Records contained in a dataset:
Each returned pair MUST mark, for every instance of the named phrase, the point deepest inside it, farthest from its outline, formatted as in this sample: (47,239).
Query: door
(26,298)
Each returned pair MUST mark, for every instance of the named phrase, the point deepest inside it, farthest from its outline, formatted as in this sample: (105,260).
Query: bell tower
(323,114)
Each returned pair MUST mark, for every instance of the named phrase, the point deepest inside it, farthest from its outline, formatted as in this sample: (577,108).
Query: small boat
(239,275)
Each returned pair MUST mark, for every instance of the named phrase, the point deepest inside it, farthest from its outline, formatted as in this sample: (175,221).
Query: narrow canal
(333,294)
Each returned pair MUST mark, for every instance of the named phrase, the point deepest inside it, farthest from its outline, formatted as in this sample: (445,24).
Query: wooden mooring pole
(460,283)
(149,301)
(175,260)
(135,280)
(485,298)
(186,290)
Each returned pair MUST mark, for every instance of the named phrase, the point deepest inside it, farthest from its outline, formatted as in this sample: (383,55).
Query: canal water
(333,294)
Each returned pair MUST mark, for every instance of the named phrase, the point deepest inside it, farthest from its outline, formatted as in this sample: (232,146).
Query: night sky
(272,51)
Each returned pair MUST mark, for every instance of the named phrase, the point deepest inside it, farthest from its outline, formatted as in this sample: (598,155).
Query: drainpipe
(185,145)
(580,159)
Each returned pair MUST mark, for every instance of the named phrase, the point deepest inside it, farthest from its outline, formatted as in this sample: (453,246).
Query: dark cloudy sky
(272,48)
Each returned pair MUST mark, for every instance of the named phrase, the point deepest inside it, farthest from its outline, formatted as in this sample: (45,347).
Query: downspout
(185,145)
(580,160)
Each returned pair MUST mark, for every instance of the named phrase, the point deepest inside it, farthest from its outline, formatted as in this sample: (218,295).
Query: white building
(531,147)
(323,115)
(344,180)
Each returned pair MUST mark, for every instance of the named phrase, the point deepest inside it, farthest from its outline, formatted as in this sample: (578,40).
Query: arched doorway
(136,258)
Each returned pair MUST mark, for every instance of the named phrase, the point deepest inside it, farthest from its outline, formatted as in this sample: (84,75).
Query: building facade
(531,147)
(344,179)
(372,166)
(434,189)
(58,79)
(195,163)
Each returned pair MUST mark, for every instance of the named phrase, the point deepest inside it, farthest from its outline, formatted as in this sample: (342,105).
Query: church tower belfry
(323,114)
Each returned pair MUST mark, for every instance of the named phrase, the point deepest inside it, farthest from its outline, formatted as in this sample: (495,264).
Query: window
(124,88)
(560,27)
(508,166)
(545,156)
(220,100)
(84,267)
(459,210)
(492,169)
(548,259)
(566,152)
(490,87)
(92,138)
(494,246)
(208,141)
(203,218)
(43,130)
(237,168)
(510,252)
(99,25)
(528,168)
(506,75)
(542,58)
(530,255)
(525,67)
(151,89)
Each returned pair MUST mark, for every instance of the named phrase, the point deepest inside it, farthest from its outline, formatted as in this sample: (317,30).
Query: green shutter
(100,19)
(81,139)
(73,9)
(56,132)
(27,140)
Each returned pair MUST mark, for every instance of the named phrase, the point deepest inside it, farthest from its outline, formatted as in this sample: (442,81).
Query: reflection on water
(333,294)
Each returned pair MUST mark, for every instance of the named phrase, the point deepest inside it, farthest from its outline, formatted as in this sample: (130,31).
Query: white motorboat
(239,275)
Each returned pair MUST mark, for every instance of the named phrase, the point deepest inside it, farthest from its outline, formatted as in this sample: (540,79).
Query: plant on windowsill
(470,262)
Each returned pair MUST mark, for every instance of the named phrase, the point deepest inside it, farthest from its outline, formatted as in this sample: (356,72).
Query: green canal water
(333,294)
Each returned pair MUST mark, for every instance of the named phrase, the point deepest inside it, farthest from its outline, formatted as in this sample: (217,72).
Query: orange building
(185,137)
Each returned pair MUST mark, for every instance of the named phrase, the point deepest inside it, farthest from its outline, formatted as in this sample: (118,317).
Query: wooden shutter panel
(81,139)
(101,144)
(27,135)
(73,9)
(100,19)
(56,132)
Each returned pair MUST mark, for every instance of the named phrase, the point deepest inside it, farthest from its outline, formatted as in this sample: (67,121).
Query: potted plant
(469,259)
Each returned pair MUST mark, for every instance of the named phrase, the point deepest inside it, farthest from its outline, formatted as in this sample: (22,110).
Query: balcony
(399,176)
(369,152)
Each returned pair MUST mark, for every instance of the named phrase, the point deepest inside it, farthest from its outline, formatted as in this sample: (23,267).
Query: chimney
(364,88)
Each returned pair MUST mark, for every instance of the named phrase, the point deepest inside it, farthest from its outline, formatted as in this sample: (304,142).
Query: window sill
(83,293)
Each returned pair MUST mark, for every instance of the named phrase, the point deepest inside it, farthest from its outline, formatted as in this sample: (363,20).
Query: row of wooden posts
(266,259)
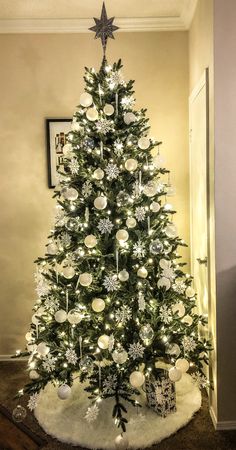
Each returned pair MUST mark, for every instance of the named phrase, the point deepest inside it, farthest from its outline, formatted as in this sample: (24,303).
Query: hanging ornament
(182,364)
(64,391)
(68,272)
(86,99)
(19,413)
(52,249)
(100,202)
(86,364)
(85,279)
(33,374)
(155,207)
(131,222)
(103,342)
(150,189)
(146,333)
(158,161)
(98,304)
(98,174)
(67,149)
(165,264)
(122,235)
(89,143)
(70,194)
(108,109)
(42,349)
(120,356)
(190,292)
(123,275)
(90,241)
(171,230)
(188,320)
(175,374)
(129,118)
(60,316)
(122,197)
(156,247)
(136,379)
(173,350)
(164,282)
(179,309)
(131,164)
(143,143)
(142,272)
(74,316)
(92,114)
(75,126)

DESCRIPTION OF THE TASK: Retype all entries exactly as they appear, dropping the images.

RESPONSE BELOW:
Each returned pair MUST mark, for every instance of the named phrase, the point deepest inside it, farthest from its outline, formatted as in this sample: (47,239).
Query: door
(26,298)
Each returned pair MUST mark, for every instance of the named phrase, the point deepest inside it, farthest from its outline, formatted as in this sample: (105,260).
Query: bell tower
(323,114)
Each returned pair MUST mark, for every instance of the named phrase, the point deepest inside it, farthest from its outline, formatted as in this sample: (577,108).
Query: small boat
(239,275)
Each returned pair MUST mark, for every instance of the named phrase, the point deepest inside it, farthest from its outline, formatted as in this sample: (175,221).
Query: narrow canal
(333,294)
Each returned pair MUST mark, for every instance of the named phrase, the point deepest inside it, farthest from its outline, formatted as in this sample: (445,24).
Query: wooden mooring pole
(460,283)
(149,301)
(175,260)
(135,280)
(485,298)
(186,290)
Each returned pair MUST mark, for every instance of the named phrase, the point deepest inside it, farthest from its outline, formatted as in this sample: (383,55).
Query: canal water
(333,294)
Each returned pair MUST mark, for every instance of the named phrase, the point deepest inside it, farthest from its outline, formatted as in this sample: (232,146).
Query: night sky
(272,51)
Each returned pair MUST mark, for every instance of the named phrase, the point deepest inside it, farthest from its outline, formatted as in this sample: (598,155).
Query: drainpipe
(185,145)
(580,159)
Each returned pair MUST mark, for every instance of the named phrase, the point deepest inside it, farthest from its outline, formatted as in this sample: (453,246).
Query: dark cloudy sky
(272,48)
Each returned pair MUST mark, for every instance of the named phrase, the point deepest inside it, farthest from its outline, formatted as in this sample: (45,347).
Query: downspout
(185,145)
(580,160)
Each returned pair MUST mark, for every instance of the named phrase, the point deepest inside it, farthest from its outline, formatted as in this sample: (218,295).
Query: white building
(531,147)
(323,115)
(344,180)
Each returned pair MUST mark, for every instance of the named phrase, the point deepest inside it, farthest from its outline, formatted as in this sample: (578,40).
Query: arched doorway
(136,258)
Each returned pair MUST mark, for every instance of the named phrase, the point deepest inside it, farthest from its outline, formatted as in this sample: (84,75).
Query: building facade
(531,147)
(344,179)
(372,166)
(434,189)
(58,79)
(195,163)
Each returned pair MUST mark, for every instance of the named phrase, the point deepest inside it, farthest from its outline, formatted as in this sample: (342,105).
Query: church tower belfry
(323,114)
Each returned pair MUST mark, for every instance of the named phrase, the point deepest inside it, farthest from its outline, formatted as in this sample: (495,264).
Query: window
(124,88)
(560,27)
(508,166)
(545,156)
(220,100)
(84,267)
(459,210)
(492,169)
(548,259)
(566,152)
(490,87)
(92,138)
(494,246)
(208,141)
(203,218)
(43,130)
(237,168)
(510,252)
(99,25)
(528,168)
(506,75)
(542,58)
(530,255)
(525,67)
(151,89)
Each returned pair MUST mark, for every instance of the named phrase, the point deepest inside it, farthest from its outline, formatted as in this sample: (317,30).
Query: green shutter
(100,19)
(81,139)
(73,9)
(56,132)
(27,140)
Each returned pair MUST mark, for every instance of the named phrase, the point deepest inside it, farthest from its outline, formatted as in this sample: (442,81).
Query: reflection on water
(333,294)
Each returned pair MUST mark, for every instance of the named phrase, the point deepest inside it, farthest from its outline, formatted as in this sample: (130,31).
Query: white motorboat
(239,275)
Each returned pair MUST mark, for every instance of the named phrase, the point deepest inside it, farthest from its outline, formatted as in this sample: (540,79).
Query: plant on windowsill
(470,262)
Each returned pair MUST mark, for every instance of the named phrase, the point deepest inside it, farthest from its outline, formatted as in this sample: (356,72).
Query: green canal water
(333,294)
Each returned pair MUST mark, for every instance of the named phrase, the point deepest inside it, farthest from its outline, formatted as in this sample: (217,72).
Query: orange building
(185,137)
Each returned pair MUST mark, for every instance of the named phrase, the point deepest inside it, farthest from its outline, formatted as in this sample: (118,317).
Query: wooden shutter panel
(81,139)
(101,144)
(27,135)
(73,9)
(100,19)
(56,132)
Each returned pair MUST mark, for every instance of the named phrase, the point deepest inside it, farthest from its outline, formatted as in this sample: (67,121).
Query: potted plant
(469,259)
Each returned pair MUST mark, for every instance of the named phrase, the point deepest inside it, farthest from its outline, formatted as in this sample: (22,110).
Query: balcony
(399,176)
(369,152)
Each returned pair MUST mark, for every instance of the named phrase, the point deepest inside it, farthest from its outline, formatted as in this sample: (23,267).
Query: chimney
(364,88)
Each returned pair MUST mark, for every instance of the named phrase, the point deepest inside it, farthest from its outline, formatted as in this sample: (304,142).
Query: window sill
(83,293)
Each returned pair MUST mark, for every instance of the named phrase, the point deepest inside it, farthest from its outline, formatted as in this sample: (363,20).
Query: row of wooden posts
(266,259)
Each returned pair MUST mark, for every instance of the named phrase, the point deepest inside it, farthest from its outline, formatted as in this sample: (24,303).
Query: hanging ornament
(182,364)
(64,391)
(68,272)
(86,99)
(19,413)
(52,249)
(100,202)
(86,364)
(85,279)
(33,374)
(155,207)
(131,222)
(103,342)
(150,189)
(146,333)
(158,161)
(98,304)
(98,174)
(67,149)
(165,264)
(122,235)
(89,143)
(70,194)
(108,109)
(42,349)
(120,356)
(190,292)
(123,275)
(90,241)
(171,230)
(188,320)
(175,374)
(129,118)
(60,316)
(122,197)
(156,247)
(136,379)
(173,350)
(164,282)
(179,309)
(131,164)
(143,143)
(142,272)
(74,316)
(92,114)
(75,126)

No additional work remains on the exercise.